> **DATASET ROWS**
-- START --
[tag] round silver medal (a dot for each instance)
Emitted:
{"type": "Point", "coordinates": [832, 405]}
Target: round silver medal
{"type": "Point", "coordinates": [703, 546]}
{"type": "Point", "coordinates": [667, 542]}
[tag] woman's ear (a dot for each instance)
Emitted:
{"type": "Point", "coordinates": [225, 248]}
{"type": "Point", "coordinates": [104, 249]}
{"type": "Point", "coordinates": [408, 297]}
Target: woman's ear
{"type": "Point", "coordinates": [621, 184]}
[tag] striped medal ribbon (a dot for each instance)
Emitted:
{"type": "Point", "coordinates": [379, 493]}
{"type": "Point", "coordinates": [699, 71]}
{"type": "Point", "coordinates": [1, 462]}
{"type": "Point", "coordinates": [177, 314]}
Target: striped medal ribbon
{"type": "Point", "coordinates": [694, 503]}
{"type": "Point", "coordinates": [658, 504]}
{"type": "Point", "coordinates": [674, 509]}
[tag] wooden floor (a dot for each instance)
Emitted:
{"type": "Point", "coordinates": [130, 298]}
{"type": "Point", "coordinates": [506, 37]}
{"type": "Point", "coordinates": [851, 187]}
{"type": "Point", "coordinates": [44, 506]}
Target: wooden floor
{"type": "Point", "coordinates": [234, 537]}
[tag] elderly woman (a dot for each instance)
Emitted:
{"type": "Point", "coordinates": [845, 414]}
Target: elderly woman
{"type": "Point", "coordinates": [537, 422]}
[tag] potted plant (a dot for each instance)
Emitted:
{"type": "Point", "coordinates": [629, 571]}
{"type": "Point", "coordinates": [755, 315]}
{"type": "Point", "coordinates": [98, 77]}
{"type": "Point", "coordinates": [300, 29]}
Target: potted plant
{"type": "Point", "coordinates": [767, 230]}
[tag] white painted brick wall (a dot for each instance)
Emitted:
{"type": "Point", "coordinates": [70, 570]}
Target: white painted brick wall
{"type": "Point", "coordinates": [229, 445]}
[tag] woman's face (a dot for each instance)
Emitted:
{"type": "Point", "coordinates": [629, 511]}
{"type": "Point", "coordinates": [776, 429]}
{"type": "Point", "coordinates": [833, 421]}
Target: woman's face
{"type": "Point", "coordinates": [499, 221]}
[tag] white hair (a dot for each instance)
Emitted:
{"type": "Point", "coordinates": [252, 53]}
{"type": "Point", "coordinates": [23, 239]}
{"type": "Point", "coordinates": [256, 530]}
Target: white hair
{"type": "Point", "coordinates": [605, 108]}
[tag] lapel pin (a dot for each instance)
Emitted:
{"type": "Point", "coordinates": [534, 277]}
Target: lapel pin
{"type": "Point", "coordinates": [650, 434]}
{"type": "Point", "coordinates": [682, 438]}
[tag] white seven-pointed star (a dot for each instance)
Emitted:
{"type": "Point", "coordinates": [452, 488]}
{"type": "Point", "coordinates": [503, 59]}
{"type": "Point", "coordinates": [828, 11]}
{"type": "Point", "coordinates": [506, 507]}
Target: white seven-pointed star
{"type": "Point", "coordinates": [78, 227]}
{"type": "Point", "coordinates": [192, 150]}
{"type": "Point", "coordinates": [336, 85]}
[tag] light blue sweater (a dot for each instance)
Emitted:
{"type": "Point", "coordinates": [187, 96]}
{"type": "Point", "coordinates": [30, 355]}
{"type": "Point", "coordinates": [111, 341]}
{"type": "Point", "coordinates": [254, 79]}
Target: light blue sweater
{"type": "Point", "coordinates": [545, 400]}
-- END --
> **EXERCISE DIRECTIONS**
Copy out all of the material above line for line, without changing anything.

> **ANSWER TO THIS PROBLEM**
[tag] round silver medal (a dot for each instance)
Emitted:
{"type": "Point", "coordinates": [832, 405]}
Target: round silver medal
{"type": "Point", "coordinates": [703, 546]}
{"type": "Point", "coordinates": [667, 542]}
[tag] woman's ear (a dot for each instance)
Emitted:
{"type": "Point", "coordinates": [225, 248]}
{"type": "Point", "coordinates": [104, 249]}
{"type": "Point", "coordinates": [408, 297]}
Target: woman's ear
{"type": "Point", "coordinates": [621, 184]}
[tag] striped medal ribbon (a dot for each instance)
Emitted:
{"type": "Point", "coordinates": [379, 493]}
{"type": "Point", "coordinates": [699, 71]}
{"type": "Point", "coordinates": [1, 462]}
{"type": "Point", "coordinates": [177, 314]}
Target: striped medal ribbon
{"type": "Point", "coordinates": [694, 503]}
{"type": "Point", "coordinates": [658, 504]}
{"type": "Point", "coordinates": [674, 509]}
[tag] wooden floor (a dot for each instance)
Emitted:
{"type": "Point", "coordinates": [130, 298]}
{"type": "Point", "coordinates": [506, 37]}
{"type": "Point", "coordinates": [851, 187]}
{"type": "Point", "coordinates": [44, 506]}
Target: wooden floor
{"type": "Point", "coordinates": [234, 537]}
[tag] elderly woman (a dot for each instance)
Emitted:
{"type": "Point", "coordinates": [845, 414]}
Target: elderly woman
{"type": "Point", "coordinates": [537, 422]}
[tag] potted plant (a dot for each instance)
Emitted:
{"type": "Point", "coordinates": [629, 571]}
{"type": "Point", "coordinates": [755, 315]}
{"type": "Point", "coordinates": [98, 77]}
{"type": "Point", "coordinates": [300, 29]}
Target: potted plant
{"type": "Point", "coordinates": [767, 230]}
[tag] white painted brick wall (a dot for each instance)
Emitted:
{"type": "Point", "coordinates": [70, 570]}
Target: white painted brick wall
{"type": "Point", "coordinates": [229, 445]}
[tag] woman's face (a dot for each instance)
Emitted:
{"type": "Point", "coordinates": [629, 511]}
{"type": "Point", "coordinates": [776, 429]}
{"type": "Point", "coordinates": [833, 421]}
Target: woman's face
{"type": "Point", "coordinates": [499, 221]}
[tag] white hair (a dot for each instance)
Emitted:
{"type": "Point", "coordinates": [252, 53]}
{"type": "Point", "coordinates": [23, 239]}
{"type": "Point", "coordinates": [256, 530]}
Target: white hair
{"type": "Point", "coordinates": [605, 108]}
[tag] lapel pin (a dot for each instance)
Emitted:
{"type": "Point", "coordinates": [534, 277]}
Target: lapel pin
{"type": "Point", "coordinates": [650, 434]}
{"type": "Point", "coordinates": [682, 438]}
[tag] white seven-pointed star (a dot for each instance)
Emitted:
{"type": "Point", "coordinates": [452, 488]}
{"type": "Point", "coordinates": [503, 59]}
{"type": "Point", "coordinates": [828, 11]}
{"type": "Point", "coordinates": [506, 507]}
Target: white seven-pointed star
{"type": "Point", "coordinates": [78, 227]}
{"type": "Point", "coordinates": [192, 150]}
{"type": "Point", "coordinates": [336, 85]}
[tag] light blue sweater (a dot for each instance)
Emitted:
{"type": "Point", "coordinates": [187, 96]}
{"type": "Point", "coordinates": [30, 355]}
{"type": "Point", "coordinates": [111, 341]}
{"type": "Point", "coordinates": [254, 79]}
Target: light blue sweater
{"type": "Point", "coordinates": [545, 400]}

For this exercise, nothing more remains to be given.